:: ESTRATTO DEL DOCUMENTO ::
+++

La Chiesa ha le sue radici nell’insegnamento degli Apostoli, testimoni autentici di Cristo, ma guarda sempre al futuro, ha la ferma coscienza di essere inviata, inviata da Gesù, di essere missionaria, portando il nome di Gesù, con la preghiera, l’annuncio e la testimonianza. Una Chiesa che si chiude in se stessa e nel passato o una Chiesa che soltanto guarda le piccole regole di abitudine, di atteggiamenti è una Chiesa che tradisce la propria identità. Una Chiesa chiusa tradisce la propria identità. Allora, riscopriamo oggi tutta la bellezza e la responsabilità di essere Chiesa apostolica! E ricordatevi, eh?: apostolica perché preghiamo – primo compito – e perché annunciamo il Vangelo con la nostra vita e anche con le parole. Grazie.

+++

:: DATI PRESENTATI ::
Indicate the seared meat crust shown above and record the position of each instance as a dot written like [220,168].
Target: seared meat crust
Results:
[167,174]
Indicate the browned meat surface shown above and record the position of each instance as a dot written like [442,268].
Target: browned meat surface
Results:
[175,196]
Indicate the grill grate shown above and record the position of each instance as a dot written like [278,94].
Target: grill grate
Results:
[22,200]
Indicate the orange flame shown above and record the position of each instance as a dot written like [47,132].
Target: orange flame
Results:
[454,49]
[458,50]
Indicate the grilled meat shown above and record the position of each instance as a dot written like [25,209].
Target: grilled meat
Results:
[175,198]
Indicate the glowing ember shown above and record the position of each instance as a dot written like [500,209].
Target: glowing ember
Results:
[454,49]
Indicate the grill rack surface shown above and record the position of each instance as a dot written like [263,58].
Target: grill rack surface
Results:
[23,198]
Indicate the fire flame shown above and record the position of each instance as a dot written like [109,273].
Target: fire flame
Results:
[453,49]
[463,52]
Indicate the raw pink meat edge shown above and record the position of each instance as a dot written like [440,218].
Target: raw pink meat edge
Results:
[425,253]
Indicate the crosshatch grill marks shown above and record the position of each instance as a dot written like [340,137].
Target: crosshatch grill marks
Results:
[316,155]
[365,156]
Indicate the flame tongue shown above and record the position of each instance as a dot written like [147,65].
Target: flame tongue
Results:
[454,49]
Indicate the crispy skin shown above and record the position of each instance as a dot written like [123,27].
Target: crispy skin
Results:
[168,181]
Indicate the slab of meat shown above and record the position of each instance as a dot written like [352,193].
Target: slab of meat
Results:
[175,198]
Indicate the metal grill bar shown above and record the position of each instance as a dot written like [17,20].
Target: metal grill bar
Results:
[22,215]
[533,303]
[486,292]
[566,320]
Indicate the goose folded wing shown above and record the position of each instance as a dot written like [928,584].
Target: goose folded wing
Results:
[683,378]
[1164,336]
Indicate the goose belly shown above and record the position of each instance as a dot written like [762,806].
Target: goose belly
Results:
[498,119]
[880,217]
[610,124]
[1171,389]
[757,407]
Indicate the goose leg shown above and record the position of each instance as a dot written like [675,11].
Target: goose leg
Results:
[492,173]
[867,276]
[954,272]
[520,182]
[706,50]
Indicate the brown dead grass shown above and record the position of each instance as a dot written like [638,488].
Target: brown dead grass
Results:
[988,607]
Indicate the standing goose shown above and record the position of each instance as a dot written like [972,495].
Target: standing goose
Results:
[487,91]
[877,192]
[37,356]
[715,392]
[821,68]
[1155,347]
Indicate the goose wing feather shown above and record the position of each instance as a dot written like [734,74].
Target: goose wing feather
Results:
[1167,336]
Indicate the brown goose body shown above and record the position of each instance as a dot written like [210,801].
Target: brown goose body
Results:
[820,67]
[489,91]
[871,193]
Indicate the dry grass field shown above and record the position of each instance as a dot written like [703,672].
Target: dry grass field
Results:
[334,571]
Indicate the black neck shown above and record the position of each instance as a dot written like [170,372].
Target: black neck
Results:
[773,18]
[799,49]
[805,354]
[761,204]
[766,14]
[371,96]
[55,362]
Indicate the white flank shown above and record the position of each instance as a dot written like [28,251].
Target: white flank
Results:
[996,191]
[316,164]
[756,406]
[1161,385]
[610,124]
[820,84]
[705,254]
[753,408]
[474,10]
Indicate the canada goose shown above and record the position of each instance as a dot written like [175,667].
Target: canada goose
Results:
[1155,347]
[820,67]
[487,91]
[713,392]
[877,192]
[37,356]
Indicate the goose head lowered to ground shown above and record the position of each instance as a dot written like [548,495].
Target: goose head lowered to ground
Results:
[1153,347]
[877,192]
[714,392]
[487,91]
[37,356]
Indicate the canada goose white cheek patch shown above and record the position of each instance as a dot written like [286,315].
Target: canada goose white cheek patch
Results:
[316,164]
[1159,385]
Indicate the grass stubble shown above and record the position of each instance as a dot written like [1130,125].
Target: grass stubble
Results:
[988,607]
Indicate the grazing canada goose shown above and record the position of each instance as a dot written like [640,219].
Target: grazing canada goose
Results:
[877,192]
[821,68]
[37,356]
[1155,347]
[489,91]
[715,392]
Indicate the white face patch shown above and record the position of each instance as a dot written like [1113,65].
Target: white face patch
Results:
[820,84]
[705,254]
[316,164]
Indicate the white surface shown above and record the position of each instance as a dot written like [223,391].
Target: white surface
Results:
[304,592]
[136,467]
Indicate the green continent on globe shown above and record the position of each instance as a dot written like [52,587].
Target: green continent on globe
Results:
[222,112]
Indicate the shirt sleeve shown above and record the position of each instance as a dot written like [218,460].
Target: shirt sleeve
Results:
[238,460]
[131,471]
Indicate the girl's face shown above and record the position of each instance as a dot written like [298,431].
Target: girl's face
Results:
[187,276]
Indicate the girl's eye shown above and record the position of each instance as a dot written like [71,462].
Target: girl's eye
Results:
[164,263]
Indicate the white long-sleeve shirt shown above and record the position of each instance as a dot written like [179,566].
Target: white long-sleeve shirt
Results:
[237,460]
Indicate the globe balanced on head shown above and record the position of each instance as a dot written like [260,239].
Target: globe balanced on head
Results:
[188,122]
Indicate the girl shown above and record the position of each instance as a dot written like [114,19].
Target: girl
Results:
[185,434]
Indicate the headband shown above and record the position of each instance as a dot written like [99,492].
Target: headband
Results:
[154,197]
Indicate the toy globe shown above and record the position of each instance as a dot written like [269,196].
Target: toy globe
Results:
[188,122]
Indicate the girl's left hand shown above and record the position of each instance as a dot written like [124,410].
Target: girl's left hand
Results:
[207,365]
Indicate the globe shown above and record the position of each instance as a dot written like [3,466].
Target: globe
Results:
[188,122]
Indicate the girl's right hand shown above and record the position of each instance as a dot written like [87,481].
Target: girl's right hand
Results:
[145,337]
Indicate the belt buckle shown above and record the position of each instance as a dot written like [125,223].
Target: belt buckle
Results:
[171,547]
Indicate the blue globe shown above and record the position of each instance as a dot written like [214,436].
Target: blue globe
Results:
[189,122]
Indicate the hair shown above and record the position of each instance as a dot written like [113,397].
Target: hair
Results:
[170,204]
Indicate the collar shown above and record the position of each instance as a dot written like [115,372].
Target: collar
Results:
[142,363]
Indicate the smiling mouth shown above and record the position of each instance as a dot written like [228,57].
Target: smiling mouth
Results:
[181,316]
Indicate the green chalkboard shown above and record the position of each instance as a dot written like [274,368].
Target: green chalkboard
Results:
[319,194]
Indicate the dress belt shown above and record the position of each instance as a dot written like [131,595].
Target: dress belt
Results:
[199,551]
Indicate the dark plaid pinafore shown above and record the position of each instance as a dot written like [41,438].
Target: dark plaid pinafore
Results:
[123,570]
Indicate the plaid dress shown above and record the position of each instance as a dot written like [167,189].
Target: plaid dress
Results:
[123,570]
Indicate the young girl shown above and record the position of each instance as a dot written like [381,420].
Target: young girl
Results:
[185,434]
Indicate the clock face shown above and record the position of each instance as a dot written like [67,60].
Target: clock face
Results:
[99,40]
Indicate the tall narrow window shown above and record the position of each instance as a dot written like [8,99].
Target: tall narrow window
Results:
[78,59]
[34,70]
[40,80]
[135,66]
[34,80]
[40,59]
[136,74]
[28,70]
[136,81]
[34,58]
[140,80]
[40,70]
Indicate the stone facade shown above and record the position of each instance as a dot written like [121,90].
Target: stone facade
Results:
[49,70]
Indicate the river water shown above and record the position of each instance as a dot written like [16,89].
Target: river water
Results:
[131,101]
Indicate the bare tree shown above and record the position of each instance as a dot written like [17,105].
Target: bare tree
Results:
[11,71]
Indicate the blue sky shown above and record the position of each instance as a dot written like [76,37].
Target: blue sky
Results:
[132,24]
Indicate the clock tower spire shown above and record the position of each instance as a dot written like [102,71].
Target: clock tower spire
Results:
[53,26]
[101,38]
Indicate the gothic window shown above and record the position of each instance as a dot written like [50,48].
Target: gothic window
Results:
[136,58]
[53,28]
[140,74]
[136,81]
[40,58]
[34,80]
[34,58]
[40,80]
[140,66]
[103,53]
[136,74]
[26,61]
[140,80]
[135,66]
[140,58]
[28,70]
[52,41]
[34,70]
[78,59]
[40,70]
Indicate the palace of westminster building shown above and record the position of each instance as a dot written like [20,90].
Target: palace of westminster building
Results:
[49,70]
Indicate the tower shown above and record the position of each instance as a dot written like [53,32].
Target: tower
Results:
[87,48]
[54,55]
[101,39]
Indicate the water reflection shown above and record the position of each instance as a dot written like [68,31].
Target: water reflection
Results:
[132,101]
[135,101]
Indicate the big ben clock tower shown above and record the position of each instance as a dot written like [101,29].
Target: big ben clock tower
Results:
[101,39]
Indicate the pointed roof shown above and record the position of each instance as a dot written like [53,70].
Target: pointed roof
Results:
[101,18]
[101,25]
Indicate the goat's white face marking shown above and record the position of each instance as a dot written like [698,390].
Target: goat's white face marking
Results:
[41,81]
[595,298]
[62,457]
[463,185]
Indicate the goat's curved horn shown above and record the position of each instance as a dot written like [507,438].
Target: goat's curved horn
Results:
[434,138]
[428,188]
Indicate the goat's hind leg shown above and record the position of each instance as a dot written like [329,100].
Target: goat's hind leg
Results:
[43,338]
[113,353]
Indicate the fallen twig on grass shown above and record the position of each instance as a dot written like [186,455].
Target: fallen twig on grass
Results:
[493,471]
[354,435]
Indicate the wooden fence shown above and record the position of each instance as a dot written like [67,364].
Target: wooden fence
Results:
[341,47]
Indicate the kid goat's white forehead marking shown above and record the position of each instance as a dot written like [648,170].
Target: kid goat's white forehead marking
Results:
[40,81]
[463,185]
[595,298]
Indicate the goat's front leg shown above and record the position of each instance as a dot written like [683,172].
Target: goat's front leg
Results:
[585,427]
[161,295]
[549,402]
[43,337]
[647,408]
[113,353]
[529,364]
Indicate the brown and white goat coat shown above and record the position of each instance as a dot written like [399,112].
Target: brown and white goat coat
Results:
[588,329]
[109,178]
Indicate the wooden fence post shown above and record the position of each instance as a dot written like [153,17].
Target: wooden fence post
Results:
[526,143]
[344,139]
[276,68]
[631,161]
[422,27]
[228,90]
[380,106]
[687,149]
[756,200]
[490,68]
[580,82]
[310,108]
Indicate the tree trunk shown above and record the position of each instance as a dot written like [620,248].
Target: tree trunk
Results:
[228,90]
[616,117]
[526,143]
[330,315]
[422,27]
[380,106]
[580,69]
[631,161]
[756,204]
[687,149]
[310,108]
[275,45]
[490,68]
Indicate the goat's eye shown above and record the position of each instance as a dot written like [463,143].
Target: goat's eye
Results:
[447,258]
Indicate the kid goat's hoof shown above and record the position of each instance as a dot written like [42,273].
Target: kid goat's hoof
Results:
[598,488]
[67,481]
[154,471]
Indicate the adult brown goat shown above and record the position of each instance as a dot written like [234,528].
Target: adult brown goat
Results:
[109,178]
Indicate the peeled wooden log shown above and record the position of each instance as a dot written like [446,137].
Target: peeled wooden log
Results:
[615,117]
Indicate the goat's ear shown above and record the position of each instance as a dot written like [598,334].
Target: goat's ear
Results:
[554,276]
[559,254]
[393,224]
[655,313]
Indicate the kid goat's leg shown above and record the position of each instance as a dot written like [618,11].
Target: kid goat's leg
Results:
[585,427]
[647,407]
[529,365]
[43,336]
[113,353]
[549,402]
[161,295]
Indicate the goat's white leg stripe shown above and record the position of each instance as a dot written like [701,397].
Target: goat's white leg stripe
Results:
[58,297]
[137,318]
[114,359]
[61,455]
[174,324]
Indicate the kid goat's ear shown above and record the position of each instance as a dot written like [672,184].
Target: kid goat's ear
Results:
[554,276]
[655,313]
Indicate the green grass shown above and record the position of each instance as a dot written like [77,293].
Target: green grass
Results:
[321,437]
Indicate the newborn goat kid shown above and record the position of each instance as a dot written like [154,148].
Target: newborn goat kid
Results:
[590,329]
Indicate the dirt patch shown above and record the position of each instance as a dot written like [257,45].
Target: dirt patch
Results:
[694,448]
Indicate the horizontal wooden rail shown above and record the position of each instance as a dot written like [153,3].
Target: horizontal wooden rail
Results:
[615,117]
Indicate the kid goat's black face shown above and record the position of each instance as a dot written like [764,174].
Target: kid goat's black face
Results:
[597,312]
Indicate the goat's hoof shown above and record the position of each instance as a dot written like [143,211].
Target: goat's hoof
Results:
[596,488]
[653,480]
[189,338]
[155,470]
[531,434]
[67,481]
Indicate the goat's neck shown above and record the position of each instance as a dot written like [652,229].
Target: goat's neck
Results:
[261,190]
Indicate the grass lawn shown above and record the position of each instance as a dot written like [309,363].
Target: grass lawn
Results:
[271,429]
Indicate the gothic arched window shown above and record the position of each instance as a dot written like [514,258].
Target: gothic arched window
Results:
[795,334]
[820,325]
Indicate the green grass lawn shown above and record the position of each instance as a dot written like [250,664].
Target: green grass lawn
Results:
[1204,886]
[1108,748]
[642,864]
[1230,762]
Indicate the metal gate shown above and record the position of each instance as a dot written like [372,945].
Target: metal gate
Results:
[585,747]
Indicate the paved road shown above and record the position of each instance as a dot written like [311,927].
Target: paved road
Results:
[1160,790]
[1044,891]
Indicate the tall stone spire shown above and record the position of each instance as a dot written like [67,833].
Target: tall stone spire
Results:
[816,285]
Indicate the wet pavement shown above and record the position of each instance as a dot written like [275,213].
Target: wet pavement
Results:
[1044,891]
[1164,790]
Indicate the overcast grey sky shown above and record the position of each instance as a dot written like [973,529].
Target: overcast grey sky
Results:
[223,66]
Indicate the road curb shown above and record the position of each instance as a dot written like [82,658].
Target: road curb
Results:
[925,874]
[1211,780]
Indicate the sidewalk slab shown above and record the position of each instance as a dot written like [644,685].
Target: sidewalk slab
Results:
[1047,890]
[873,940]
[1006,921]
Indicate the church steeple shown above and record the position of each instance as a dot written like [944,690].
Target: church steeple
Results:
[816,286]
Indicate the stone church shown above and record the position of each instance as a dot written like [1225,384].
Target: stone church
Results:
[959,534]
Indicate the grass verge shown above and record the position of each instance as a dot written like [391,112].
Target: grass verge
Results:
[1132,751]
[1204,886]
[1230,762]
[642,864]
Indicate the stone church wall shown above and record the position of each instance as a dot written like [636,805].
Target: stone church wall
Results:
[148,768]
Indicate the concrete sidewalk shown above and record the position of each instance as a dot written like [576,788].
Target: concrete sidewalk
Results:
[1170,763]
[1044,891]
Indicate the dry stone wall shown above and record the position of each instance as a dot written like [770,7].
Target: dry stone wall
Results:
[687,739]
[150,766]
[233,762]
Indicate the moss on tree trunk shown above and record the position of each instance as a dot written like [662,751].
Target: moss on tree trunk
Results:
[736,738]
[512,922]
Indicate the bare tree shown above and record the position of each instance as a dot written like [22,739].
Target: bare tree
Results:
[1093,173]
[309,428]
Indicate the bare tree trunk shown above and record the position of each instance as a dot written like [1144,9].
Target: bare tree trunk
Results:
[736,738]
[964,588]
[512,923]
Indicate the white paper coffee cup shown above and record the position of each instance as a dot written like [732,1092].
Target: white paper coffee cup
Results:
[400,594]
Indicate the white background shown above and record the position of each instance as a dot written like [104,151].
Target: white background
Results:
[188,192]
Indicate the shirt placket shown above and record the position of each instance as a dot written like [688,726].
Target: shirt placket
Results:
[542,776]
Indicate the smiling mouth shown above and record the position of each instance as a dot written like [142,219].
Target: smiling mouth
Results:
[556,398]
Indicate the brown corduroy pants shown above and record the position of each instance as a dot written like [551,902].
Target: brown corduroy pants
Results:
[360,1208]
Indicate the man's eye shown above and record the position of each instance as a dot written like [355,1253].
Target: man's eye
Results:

+++

:: CONSEGNA ::
Riporta dal brano sulla Chiesa apostolica il passo compreso tra "La Chiesa ha" e "le parole. Grazie.", estremi inclusi.

:: LA TUA RISPOSTA ::
La Chiesa ha le sue radici nell’insegnamento degli Apostoli, testimoni autentici di Cristo, ma guarda sempre al futuro, ha la ferma coscienza di essere inviata, inviata da Gesù, di essere missionaria, portando il nome di Gesù, con la preghiera, l’annuncio e la testimonianza. Una Chiesa che si chiude in se stessa e nel passato o una Chiesa che soltanto guarda le piccole regole di abitudine, di atteggiamenti è una Chiesa che tradisce la propria identità. Una Chiesa chiusa tradisce la propria identità. Allora, riscopriamo oggi tutta la bellezza e la responsabilità di essere Chiesa apostolica! E ricordatevi, eh?: apostolica perché preghiamo – primo compito – e perché annunciamo il Vangelo con la nostra vita e anche con le parole. Grazie.